== STORED ROWS

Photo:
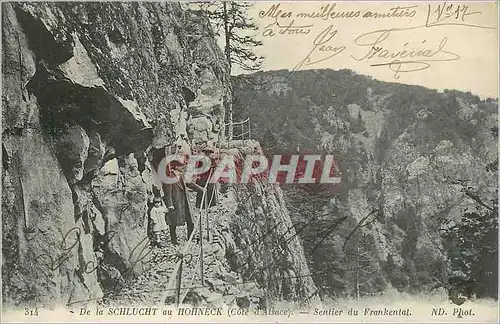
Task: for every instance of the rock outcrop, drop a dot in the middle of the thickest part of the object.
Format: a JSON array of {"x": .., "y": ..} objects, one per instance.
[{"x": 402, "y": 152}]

====
== STORED ROWS

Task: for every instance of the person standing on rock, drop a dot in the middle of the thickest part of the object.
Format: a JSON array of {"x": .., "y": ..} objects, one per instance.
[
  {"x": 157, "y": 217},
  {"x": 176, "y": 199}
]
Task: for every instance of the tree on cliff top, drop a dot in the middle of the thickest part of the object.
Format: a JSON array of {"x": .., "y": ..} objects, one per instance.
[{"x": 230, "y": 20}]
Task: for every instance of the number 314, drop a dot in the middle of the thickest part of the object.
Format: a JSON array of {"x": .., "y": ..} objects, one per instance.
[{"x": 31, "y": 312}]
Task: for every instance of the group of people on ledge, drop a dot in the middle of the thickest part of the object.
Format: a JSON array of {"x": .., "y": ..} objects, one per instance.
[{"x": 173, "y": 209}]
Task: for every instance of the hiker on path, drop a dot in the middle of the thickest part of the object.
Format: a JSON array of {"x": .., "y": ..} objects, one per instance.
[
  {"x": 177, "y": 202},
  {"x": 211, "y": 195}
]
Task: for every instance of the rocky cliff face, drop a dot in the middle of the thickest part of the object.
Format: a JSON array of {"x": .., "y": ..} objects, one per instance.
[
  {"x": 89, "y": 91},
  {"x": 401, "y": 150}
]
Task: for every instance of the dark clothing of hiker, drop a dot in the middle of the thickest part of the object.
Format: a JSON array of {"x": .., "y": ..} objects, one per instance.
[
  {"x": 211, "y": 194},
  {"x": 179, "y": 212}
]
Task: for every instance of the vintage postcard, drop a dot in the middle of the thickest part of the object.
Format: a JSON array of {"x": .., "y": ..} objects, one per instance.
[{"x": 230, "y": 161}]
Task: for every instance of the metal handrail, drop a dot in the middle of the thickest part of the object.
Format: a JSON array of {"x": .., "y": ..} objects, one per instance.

====

YOUR TASK:
Count the lines of data above that contain the word "hiker" and reply with that number only.

RESULT FOR THIS EXERCISE:
2